- **Aim of the task**
The response should be a precise copy of every entry.
++++ Task material
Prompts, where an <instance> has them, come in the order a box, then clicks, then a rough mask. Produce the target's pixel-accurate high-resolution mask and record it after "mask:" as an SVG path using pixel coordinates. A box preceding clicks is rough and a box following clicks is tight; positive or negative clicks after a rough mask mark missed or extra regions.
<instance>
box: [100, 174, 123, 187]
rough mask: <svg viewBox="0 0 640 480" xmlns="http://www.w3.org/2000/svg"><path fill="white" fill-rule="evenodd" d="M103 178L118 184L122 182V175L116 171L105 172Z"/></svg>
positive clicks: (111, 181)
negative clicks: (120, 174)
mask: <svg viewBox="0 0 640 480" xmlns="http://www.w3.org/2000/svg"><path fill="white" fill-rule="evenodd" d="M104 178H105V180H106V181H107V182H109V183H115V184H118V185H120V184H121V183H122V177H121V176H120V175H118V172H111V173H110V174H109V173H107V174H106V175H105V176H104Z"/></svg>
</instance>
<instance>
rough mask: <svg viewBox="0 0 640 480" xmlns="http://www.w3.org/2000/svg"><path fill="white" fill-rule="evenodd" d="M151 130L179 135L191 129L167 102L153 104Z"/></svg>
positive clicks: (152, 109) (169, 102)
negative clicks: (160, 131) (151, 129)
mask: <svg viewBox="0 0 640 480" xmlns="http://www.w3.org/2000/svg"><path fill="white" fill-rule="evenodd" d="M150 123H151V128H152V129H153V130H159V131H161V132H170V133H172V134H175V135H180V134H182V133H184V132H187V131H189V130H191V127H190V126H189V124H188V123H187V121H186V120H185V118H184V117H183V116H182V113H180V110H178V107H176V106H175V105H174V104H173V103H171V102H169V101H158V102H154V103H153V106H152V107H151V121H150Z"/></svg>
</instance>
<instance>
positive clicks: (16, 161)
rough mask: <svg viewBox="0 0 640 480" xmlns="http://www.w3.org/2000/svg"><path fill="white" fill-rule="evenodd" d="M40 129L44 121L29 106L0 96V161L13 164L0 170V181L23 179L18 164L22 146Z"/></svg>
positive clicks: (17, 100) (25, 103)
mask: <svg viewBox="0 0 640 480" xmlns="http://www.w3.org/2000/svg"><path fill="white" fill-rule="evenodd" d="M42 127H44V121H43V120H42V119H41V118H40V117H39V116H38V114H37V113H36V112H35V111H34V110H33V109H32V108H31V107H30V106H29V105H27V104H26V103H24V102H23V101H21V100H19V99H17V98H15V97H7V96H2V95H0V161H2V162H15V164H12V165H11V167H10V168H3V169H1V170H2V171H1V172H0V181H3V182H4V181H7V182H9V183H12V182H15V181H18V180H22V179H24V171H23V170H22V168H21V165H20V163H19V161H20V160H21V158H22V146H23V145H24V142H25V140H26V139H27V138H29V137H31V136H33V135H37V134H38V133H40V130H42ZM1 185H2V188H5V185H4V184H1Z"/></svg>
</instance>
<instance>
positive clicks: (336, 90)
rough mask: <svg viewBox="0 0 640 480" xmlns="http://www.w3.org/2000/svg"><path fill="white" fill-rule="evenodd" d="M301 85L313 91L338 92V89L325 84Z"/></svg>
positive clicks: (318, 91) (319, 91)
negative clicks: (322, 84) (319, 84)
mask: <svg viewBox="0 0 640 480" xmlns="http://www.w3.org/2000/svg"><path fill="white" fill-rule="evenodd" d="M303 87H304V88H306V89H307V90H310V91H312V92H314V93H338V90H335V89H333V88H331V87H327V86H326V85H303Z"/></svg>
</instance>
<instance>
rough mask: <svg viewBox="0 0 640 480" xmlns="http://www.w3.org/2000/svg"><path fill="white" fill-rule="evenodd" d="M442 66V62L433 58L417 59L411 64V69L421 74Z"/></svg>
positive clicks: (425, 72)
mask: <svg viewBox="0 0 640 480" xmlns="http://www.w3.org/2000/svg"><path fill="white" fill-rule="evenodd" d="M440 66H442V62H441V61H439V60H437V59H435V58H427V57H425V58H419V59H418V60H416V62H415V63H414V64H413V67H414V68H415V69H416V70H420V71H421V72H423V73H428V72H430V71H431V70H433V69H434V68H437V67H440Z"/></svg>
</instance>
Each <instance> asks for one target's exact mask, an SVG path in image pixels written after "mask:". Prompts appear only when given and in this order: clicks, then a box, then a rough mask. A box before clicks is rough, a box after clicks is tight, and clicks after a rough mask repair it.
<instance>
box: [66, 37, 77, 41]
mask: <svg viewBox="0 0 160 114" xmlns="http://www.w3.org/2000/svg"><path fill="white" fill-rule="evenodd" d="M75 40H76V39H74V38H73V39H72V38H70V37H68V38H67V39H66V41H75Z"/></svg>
++++++++
- **Response to this task**
Prompts, where an <instance> has them, come in the order a box, then clicks, then a rough mask. Produce the target's pixel-accurate high-resolution mask and record it after "mask:" as an SVG path using pixel coordinates. A box preceding clicks is rough and a box following clicks is tight; positive or negative clicks after a rough mask mark missed or extra regions.
<instance>
box: [100, 174, 123, 187]
rough mask: <svg viewBox="0 0 640 480" xmlns="http://www.w3.org/2000/svg"><path fill="white" fill-rule="evenodd" d="M103 178L118 184L122 182V175L116 171L105 172Z"/></svg>
positive clicks: (111, 181)
negative clicks: (120, 174)
mask: <svg viewBox="0 0 640 480" xmlns="http://www.w3.org/2000/svg"><path fill="white" fill-rule="evenodd" d="M104 178H105V180H106V181H107V182H109V183H115V184H118V185H120V184H121V183H122V177H121V176H120V175H118V172H111V173H110V174H109V173H107V174H106V175H105V176H104Z"/></svg>
</instance>
<instance>
rough mask: <svg viewBox="0 0 640 480" xmlns="http://www.w3.org/2000/svg"><path fill="white" fill-rule="evenodd" d="M151 130L179 135L191 129L167 102L153 104Z"/></svg>
positive clicks: (152, 109) (169, 102)
negative clicks: (160, 131) (151, 129)
mask: <svg viewBox="0 0 640 480" xmlns="http://www.w3.org/2000/svg"><path fill="white" fill-rule="evenodd" d="M150 123H151V128H152V129H153V130H159V131H161V132H170V133H172V134H175V135H180V134H182V133H184V132H187V131H189V130H191V127H190V126H189V124H188V123H187V121H186V120H185V118H184V117H183V116H182V113H180V110H178V107H176V106H175V105H174V104H173V103H171V102H169V101H158V102H154V103H153V106H152V107H151V121H150Z"/></svg>
</instance>
<instance>
positive clicks: (16, 161)
rough mask: <svg viewBox="0 0 640 480" xmlns="http://www.w3.org/2000/svg"><path fill="white" fill-rule="evenodd" d="M40 129L44 121L29 106L0 96V161L13 164L0 170V181L23 179L18 164L22 146Z"/></svg>
positive clicks: (17, 100) (25, 103)
mask: <svg viewBox="0 0 640 480" xmlns="http://www.w3.org/2000/svg"><path fill="white" fill-rule="evenodd" d="M42 127H44V121H43V120H42V119H41V118H40V117H39V116H38V114H37V113H36V112H35V111H34V110H33V109H32V108H31V107H30V106H29V105H27V104H26V103H24V102H23V101H21V100H19V99H17V98H15V97H7V96H2V95H0V161H2V162H15V164H12V165H11V167H10V168H3V169H1V170H2V171H1V172H0V181H3V182H4V181H7V182H9V183H12V182H15V181H18V180H22V179H24V171H23V170H22V168H21V165H20V163H19V161H20V160H21V158H22V146H23V145H24V142H25V140H26V139H27V138H29V137H31V136H33V135H37V134H38V133H40V130H42ZM1 185H2V188H5V185H4V184H1Z"/></svg>
</instance>
<instance>
positive clicks: (336, 90)
rough mask: <svg viewBox="0 0 640 480" xmlns="http://www.w3.org/2000/svg"><path fill="white" fill-rule="evenodd" d="M301 85L313 91L338 92V89L325 84Z"/></svg>
positive clicks: (318, 91) (319, 91)
negative clicks: (322, 84) (319, 84)
mask: <svg viewBox="0 0 640 480" xmlns="http://www.w3.org/2000/svg"><path fill="white" fill-rule="evenodd" d="M303 87H304V88H306V89H307V90H310V91H312V92H314V93H338V90H335V89H333V88H331V87H327V86H326V85H303Z"/></svg>
</instance>
<instance>
rough mask: <svg viewBox="0 0 640 480" xmlns="http://www.w3.org/2000/svg"><path fill="white" fill-rule="evenodd" d="M442 66V62L433 58L417 59L411 64V69L421 74Z"/></svg>
positive clicks: (425, 72)
mask: <svg viewBox="0 0 640 480" xmlns="http://www.w3.org/2000/svg"><path fill="white" fill-rule="evenodd" d="M440 66H442V62H441V61H439V60H437V59H435V58H427V57H425V58H419V59H418V60H416V62H415V63H414V64H413V67H414V68H415V69H416V70H420V71H421V72H423V73H428V72H430V71H431V70H433V69H434V68H437V67H440Z"/></svg>
</instance>
Each <instance> asks for one target's exact mask, an SVG path in image pixels written after "mask:". Prompts appear only when given and in this order: clicks, then a box, then a rough mask. A box before clicks is rough, a box after clicks is tight, and clicks after a rough mask repair it.
<instance>
box: [66, 37, 77, 41]
mask: <svg viewBox="0 0 160 114" xmlns="http://www.w3.org/2000/svg"><path fill="white" fill-rule="evenodd" d="M75 40H76V39H74V38H73V39H72V38H70V37H68V38H67V39H66V41H75Z"/></svg>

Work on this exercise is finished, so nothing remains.